[Data drawn from a collection]
<<<<
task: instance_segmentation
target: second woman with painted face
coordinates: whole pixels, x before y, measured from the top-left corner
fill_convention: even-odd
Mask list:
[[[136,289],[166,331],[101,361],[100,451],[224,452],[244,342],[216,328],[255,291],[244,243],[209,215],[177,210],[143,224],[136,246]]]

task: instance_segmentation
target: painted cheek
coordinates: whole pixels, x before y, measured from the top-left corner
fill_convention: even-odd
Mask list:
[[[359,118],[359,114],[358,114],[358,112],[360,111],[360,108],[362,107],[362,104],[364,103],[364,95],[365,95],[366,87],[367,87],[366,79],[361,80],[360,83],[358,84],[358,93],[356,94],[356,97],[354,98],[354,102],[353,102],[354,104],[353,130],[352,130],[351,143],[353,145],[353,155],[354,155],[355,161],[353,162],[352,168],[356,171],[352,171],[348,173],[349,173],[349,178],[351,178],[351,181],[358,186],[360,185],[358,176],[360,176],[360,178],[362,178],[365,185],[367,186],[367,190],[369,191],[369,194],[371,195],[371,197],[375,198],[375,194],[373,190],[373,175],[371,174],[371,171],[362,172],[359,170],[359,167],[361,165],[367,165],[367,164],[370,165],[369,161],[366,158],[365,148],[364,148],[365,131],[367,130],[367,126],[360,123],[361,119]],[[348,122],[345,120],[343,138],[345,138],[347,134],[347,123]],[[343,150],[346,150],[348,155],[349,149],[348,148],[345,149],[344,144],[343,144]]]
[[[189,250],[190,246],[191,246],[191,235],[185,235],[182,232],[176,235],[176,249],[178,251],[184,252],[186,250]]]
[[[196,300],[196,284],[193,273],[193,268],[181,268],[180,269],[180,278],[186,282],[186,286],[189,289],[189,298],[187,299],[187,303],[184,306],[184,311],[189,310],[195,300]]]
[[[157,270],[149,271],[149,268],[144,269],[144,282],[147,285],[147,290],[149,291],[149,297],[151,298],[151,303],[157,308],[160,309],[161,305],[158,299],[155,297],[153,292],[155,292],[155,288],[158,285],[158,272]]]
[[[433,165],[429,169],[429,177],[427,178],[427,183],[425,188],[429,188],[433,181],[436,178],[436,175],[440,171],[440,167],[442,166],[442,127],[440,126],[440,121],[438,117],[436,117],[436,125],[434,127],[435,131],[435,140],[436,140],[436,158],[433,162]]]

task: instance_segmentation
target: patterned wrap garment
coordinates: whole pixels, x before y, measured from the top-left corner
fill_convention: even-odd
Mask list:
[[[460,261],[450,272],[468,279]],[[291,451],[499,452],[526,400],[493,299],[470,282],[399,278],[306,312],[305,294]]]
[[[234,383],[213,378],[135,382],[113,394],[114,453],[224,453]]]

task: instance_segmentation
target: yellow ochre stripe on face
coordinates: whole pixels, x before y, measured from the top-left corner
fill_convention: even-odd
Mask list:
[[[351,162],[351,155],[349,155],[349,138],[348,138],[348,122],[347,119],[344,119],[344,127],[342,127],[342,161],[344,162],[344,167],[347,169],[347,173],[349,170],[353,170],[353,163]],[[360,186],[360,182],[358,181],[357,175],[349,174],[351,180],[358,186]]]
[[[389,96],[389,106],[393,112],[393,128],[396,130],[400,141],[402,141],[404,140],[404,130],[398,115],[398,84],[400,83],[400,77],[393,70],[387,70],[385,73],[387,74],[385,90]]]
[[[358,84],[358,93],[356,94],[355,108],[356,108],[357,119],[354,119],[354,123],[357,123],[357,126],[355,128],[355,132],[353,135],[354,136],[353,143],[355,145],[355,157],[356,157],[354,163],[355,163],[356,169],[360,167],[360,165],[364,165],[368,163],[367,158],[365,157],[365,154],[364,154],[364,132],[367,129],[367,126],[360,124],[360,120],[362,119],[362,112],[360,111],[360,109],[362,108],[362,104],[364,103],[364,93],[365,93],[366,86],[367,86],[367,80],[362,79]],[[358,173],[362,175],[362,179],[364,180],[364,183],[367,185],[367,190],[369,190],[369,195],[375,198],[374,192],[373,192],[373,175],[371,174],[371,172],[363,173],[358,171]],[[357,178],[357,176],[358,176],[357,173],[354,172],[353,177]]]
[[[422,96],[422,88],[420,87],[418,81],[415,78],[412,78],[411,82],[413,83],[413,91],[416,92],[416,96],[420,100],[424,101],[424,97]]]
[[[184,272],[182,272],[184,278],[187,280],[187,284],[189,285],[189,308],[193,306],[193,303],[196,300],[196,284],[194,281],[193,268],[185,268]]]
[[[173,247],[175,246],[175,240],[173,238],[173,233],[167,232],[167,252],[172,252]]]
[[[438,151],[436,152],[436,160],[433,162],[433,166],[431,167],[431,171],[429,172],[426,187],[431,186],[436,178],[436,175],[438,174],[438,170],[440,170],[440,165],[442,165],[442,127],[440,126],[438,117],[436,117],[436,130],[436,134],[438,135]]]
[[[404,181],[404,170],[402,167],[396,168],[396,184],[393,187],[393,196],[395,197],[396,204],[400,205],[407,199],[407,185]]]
>>>>
SET EXERCISE »
Tally the lines in the items above that contain the string "target" and give only the number.

ANSWER BELOW »
4